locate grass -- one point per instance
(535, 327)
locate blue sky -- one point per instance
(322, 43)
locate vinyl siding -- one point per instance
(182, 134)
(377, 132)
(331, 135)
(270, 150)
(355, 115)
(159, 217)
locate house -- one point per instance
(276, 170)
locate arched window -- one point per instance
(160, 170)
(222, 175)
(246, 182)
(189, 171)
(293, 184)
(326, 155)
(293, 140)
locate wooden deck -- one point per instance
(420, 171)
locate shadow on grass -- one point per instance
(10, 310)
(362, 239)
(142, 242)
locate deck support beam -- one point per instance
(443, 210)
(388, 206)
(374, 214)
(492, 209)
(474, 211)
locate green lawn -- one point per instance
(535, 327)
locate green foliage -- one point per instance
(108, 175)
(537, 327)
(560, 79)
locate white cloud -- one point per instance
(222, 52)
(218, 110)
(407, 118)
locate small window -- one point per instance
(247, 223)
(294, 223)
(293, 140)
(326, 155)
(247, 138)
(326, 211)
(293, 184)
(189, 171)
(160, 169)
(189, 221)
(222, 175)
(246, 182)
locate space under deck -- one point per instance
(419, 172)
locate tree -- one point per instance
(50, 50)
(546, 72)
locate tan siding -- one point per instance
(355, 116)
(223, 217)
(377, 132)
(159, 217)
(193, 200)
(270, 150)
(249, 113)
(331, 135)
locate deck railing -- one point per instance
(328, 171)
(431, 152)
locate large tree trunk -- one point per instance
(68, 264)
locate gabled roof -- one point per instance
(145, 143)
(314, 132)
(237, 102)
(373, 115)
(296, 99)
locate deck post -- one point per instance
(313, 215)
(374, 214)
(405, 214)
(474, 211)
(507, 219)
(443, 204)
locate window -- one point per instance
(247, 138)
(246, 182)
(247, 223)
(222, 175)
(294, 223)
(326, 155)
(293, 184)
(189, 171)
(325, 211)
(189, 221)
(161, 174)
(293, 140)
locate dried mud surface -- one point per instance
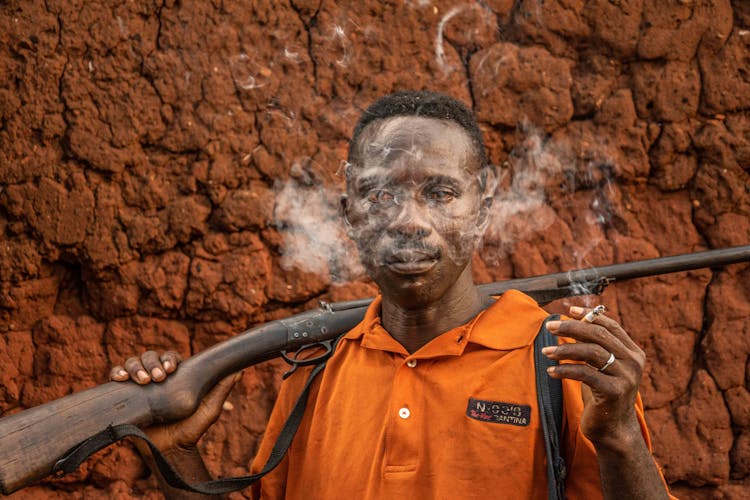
(143, 146)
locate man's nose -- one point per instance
(409, 219)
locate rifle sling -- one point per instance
(549, 394)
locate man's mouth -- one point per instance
(409, 261)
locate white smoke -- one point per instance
(313, 232)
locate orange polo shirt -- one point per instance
(456, 419)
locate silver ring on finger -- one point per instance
(591, 315)
(609, 362)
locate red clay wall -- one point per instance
(144, 147)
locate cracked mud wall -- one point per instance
(143, 147)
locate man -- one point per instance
(433, 394)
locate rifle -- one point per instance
(33, 440)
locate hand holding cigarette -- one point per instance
(599, 353)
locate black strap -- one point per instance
(549, 394)
(73, 459)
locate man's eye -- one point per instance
(441, 195)
(380, 196)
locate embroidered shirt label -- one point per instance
(498, 412)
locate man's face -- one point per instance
(415, 205)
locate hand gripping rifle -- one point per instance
(32, 441)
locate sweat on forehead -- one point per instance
(422, 103)
(389, 139)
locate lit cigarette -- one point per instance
(591, 315)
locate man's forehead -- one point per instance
(413, 132)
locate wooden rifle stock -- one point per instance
(33, 440)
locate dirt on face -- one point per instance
(157, 157)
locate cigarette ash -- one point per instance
(314, 236)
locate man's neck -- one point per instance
(415, 327)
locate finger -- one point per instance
(153, 366)
(590, 333)
(170, 360)
(610, 324)
(136, 371)
(588, 375)
(593, 354)
(118, 374)
(210, 407)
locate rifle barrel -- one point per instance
(629, 270)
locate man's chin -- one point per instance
(412, 268)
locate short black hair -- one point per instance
(421, 103)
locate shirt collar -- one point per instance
(510, 323)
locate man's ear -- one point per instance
(488, 195)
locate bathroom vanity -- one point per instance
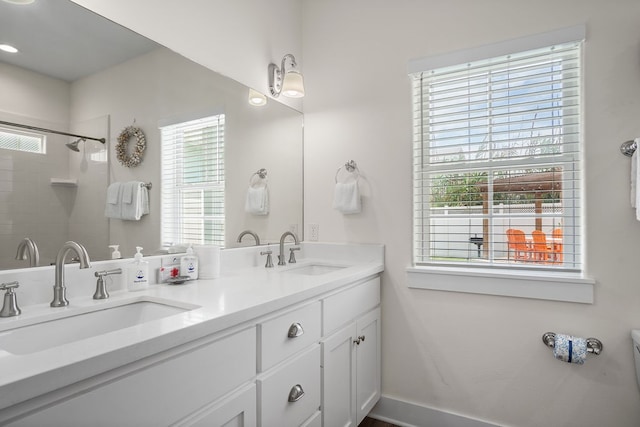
(295, 345)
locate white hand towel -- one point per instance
(113, 208)
(135, 200)
(346, 197)
(257, 202)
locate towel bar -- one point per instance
(594, 345)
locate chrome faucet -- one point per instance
(28, 247)
(10, 306)
(245, 232)
(281, 260)
(59, 289)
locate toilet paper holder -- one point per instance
(594, 345)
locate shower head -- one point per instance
(74, 145)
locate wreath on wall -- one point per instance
(122, 153)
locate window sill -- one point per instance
(519, 284)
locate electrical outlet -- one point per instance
(314, 229)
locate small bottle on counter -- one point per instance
(138, 272)
(189, 264)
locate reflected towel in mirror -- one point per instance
(257, 202)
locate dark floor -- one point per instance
(370, 422)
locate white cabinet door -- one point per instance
(351, 372)
(339, 378)
(368, 363)
(236, 410)
(289, 394)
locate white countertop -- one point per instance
(235, 297)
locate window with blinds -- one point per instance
(497, 173)
(193, 182)
(29, 142)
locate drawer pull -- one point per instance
(295, 330)
(296, 393)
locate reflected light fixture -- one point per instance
(256, 98)
(8, 48)
(286, 80)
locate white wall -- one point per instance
(29, 205)
(236, 38)
(479, 356)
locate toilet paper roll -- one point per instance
(208, 261)
(570, 349)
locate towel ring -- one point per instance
(350, 167)
(260, 174)
(628, 147)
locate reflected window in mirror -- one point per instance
(29, 142)
(193, 182)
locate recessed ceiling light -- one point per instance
(8, 48)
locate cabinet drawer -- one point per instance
(276, 344)
(236, 409)
(274, 388)
(344, 307)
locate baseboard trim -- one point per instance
(408, 414)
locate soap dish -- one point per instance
(179, 280)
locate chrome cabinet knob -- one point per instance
(295, 330)
(296, 393)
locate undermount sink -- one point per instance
(315, 269)
(81, 324)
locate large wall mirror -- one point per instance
(120, 79)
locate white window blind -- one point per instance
(497, 161)
(193, 182)
(11, 139)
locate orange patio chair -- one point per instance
(540, 251)
(518, 242)
(557, 247)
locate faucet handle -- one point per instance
(10, 306)
(268, 253)
(101, 287)
(292, 254)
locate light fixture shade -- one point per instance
(293, 84)
(256, 98)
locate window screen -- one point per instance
(497, 172)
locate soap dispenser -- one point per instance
(116, 253)
(138, 272)
(189, 264)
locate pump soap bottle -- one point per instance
(138, 272)
(189, 264)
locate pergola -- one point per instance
(537, 183)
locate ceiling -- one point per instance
(60, 39)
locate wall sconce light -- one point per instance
(256, 98)
(289, 81)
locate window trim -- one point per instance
(508, 281)
(544, 285)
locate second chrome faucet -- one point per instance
(59, 288)
(281, 260)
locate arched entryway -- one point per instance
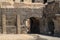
(51, 27)
(33, 24)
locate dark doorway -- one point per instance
(33, 1)
(51, 27)
(34, 26)
(45, 1)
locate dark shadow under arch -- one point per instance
(34, 25)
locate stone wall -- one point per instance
(24, 13)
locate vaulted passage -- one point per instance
(51, 27)
(34, 26)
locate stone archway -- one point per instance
(51, 27)
(33, 24)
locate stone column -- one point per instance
(4, 23)
(18, 28)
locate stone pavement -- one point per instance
(26, 37)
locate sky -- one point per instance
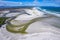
(30, 3)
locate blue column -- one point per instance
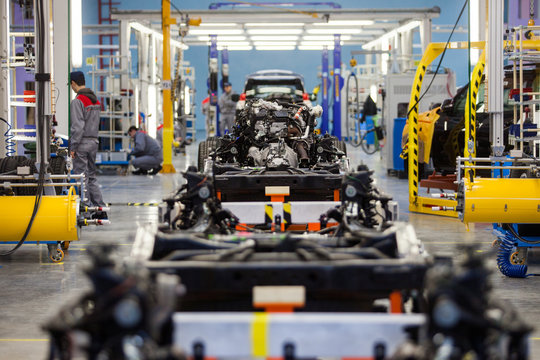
(325, 88)
(338, 84)
(213, 83)
(224, 66)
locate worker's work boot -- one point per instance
(154, 171)
(140, 172)
(101, 215)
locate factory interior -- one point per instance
(203, 180)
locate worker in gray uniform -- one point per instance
(227, 109)
(147, 152)
(83, 142)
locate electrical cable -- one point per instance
(40, 124)
(440, 60)
(10, 143)
(353, 143)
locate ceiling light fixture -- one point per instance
(324, 37)
(404, 28)
(333, 31)
(279, 47)
(274, 38)
(274, 24)
(223, 38)
(232, 43)
(274, 43)
(274, 31)
(314, 47)
(346, 23)
(236, 48)
(217, 25)
(215, 31)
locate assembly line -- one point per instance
(222, 181)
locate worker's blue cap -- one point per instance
(77, 76)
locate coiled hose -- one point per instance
(10, 143)
(506, 248)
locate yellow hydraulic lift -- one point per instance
(166, 22)
(418, 203)
(427, 205)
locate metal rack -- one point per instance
(116, 97)
(518, 56)
(11, 62)
(186, 117)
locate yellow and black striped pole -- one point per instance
(470, 118)
(433, 50)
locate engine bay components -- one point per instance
(274, 144)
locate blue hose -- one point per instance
(506, 248)
(10, 143)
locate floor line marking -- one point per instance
(7, 340)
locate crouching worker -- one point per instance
(147, 153)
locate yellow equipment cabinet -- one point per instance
(55, 221)
(500, 200)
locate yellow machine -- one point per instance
(56, 219)
(420, 128)
(427, 205)
(500, 201)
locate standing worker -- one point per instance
(83, 143)
(147, 152)
(227, 109)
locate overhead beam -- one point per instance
(280, 15)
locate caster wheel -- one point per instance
(516, 259)
(56, 257)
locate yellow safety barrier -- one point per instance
(259, 334)
(424, 204)
(501, 200)
(56, 219)
(470, 119)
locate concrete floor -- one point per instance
(33, 289)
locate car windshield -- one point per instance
(264, 90)
(274, 87)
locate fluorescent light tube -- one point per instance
(215, 31)
(76, 33)
(333, 31)
(274, 43)
(275, 31)
(314, 47)
(345, 23)
(274, 38)
(223, 38)
(324, 37)
(235, 48)
(275, 47)
(274, 24)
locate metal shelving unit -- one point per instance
(185, 116)
(520, 57)
(10, 61)
(117, 101)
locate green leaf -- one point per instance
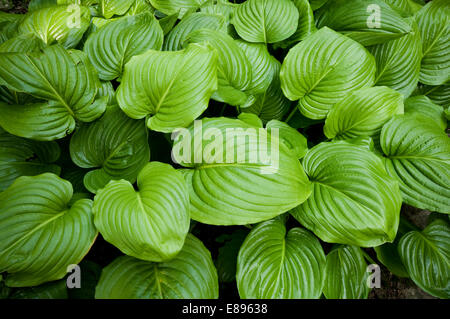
(272, 104)
(363, 113)
(40, 234)
(426, 256)
(151, 223)
(62, 24)
(418, 156)
(398, 62)
(346, 274)
(50, 290)
(367, 21)
(71, 92)
(115, 145)
(290, 137)
(234, 69)
(110, 8)
(354, 201)
(190, 275)
(113, 45)
(232, 183)
(180, 7)
(178, 91)
(434, 24)
(321, 70)
(422, 105)
(176, 38)
(22, 157)
(274, 263)
(259, 20)
(437, 94)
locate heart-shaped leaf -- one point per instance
(354, 201)
(41, 231)
(274, 263)
(70, 92)
(321, 70)
(176, 93)
(259, 20)
(113, 45)
(151, 223)
(426, 256)
(190, 275)
(233, 180)
(418, 156)
(115, 145)
(346, 276)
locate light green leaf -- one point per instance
(116, 43)
(110, 8)
(418, 156)
(346, 274)
(190, 275)
(22, 157)
(115, 145)
(272, 104)
(422, 105)
(321, 70)
(274, 263)
(354, 201)
(151, 223)
(180, 7)
(426, 256)
(434, 24)
(176, 38)
(367, 21)
(174, 88)
(363, 113)
(398, 62)
(234, 69)
(62, 24)
(238, 183)
(71, 92)
(259, 20)
(40, 233)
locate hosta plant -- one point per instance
(214, 148)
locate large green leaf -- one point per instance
(323, 69)
(426, 256)
(398, 62)
(346, 275)
(115, 145)
(70, 92)
(366, 21)
(420, 104)
(363, 113)
(434, 24)
(62, 24)
(151, 223)
(234, 68)
(113, 45)
(236, 185)
(109, 8)
(190, 275)
(180, 7)
(41, 234)
(272, 104)
(174, 88)
(259, 20)
(22, 157)
(176, 38)
(418, 156)
(274, 263)
(354, 201)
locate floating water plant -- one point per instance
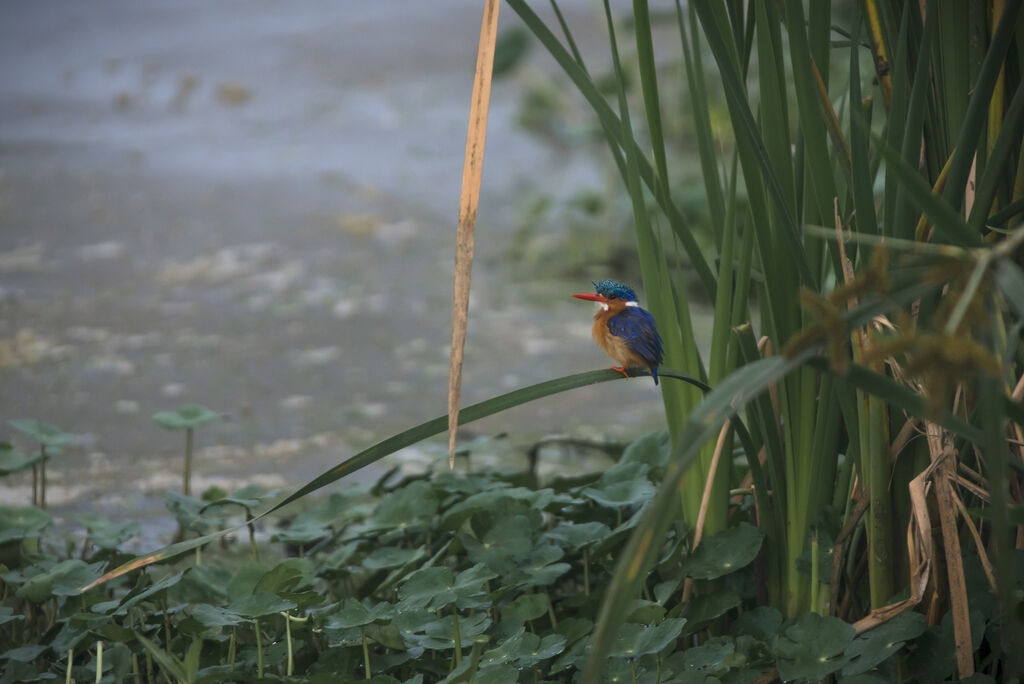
(187, 418)
(50, 439)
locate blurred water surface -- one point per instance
(251, 205)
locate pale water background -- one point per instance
(251, 206)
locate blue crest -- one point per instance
(614, 290)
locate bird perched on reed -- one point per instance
(624, 330)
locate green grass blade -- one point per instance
(613, 126)
(648, 85)
(697, 90)
(644, 546)
(894, 133)
(393, 443)
(754, 156)
(1008, 141)
(862, 185)
(946, 220)
(911, 132)
(977, 110)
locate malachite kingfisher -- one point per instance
(624, 330)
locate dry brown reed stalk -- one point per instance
(469, 200)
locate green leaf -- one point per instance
(872, 647)
(706, 607)
(40, 587)
(632, 492)
(187, 416)
(635, 640)
(653, 450)
(392, 444)
(524, 649)
(167, 660)
(153, 590)
(761, 623)
(107, 535)
(392, 557)
(7, 614)
(724, 553)
(12, 461)
(508, 541)
(46, 434)
(812, 646)
(24, 653)
(525, 607)
(414, 504)
(260, 604)
(435, 588)
(354, 613)
(712, 657)
(18, 523)
(214, 617)
(424, 631)
(578, 536)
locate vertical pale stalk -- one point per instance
(472, 172)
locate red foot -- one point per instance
(621, 370)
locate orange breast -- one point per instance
(613, 346)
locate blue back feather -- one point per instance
(637, 327)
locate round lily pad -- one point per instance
(724, 553)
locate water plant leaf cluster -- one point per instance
(451, 576)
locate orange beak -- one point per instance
(590, 297)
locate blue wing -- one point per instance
(637, 327)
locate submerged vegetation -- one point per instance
(838, 490)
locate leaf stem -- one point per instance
(366, 651)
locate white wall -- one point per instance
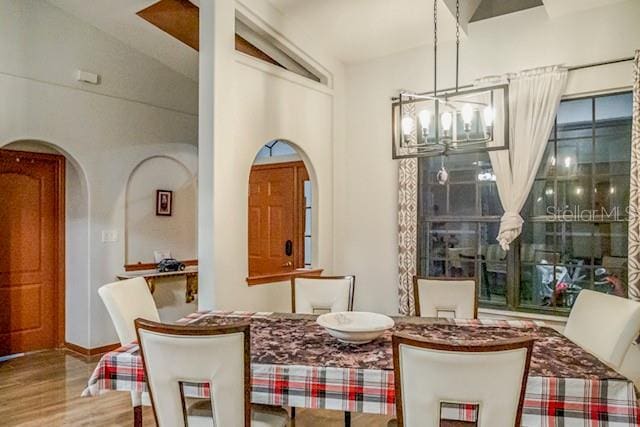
(255, 103)
(141, 109)
(147, 232)
(367, 216)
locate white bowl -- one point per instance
(355, 327)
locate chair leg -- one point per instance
(137, 416)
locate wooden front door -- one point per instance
(31, 251)
(275, 211)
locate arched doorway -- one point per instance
(280, 215)
(46, 301)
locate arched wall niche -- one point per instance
(77, 243)
(146, 232)
(284, 151)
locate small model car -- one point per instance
(170, 264)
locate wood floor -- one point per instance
(44, 389)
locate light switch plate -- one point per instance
(109, 236)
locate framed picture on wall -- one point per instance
(164, 202)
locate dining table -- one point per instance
(296, 363)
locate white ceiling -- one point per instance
(357, 30)
(118, 18)
(352, 30)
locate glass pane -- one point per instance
(614, 107)
(575, 111)
(575, 196)
(434, 200)
(547, 285)
(450, 246)
(490, 200)
(541, 201)
(493, 266)
(611, 281)
(611, 244)
(462, 199)
(548, 164)
(575, 153)
(575, 242)
(613, 134)
(468, 175)
(611, 196)
(538, 242)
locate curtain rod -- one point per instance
(572, 68)
(598, 64)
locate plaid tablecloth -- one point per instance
(566, 386)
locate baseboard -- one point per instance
(91, 351)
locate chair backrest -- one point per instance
(445, 297)
(431, 374)
(219, 356)
(605, 325)
(314, 295)
(127, 300)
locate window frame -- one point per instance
(513, 261)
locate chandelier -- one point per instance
(453, 120)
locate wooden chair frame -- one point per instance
(352, 286)
(416, 293)
(503, 345)
(185, 330)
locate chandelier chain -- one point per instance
(457, 43)
(435, 47)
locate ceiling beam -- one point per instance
(467, 10)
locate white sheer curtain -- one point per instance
(534, 97)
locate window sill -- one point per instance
(282, 277)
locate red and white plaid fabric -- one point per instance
(549, 401)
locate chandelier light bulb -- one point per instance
(467, 114)
(407, 126)
(446, 119)
(425, 120)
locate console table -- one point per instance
(190, 273)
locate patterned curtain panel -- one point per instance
(407, 232)
(634, 199)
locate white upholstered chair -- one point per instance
(630, 367)
(445, 297)
(218, 355)
(127, 300)
(322, 294)
(604, 325)
(431, 374)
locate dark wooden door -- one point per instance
(31, 251)
(271, 215)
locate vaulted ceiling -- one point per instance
(351, 30)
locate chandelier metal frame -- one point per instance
(414, 144)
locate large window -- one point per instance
(575, 232)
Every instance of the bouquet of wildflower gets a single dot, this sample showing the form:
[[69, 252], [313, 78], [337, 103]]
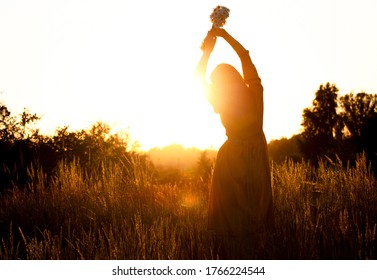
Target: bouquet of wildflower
[[219, 16]]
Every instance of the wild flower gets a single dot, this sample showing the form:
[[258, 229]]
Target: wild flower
[[219, 15]]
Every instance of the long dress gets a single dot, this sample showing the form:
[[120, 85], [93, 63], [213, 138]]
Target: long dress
[[240, 205]]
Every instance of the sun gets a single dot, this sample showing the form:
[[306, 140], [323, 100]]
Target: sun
[[175, 110]]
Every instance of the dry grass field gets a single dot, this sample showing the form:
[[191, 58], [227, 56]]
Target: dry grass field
[[329, 212]]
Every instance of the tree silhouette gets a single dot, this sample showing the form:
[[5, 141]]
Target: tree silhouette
[[359, 117], [321, 124]]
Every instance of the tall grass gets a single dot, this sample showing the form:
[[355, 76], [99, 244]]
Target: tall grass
[[324, 213]]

_ _ _ _

→ What the task requires
Checking the data above line by line, please work out how many lines include "sample", and reply with the number only.

→ Solution for this exercise
7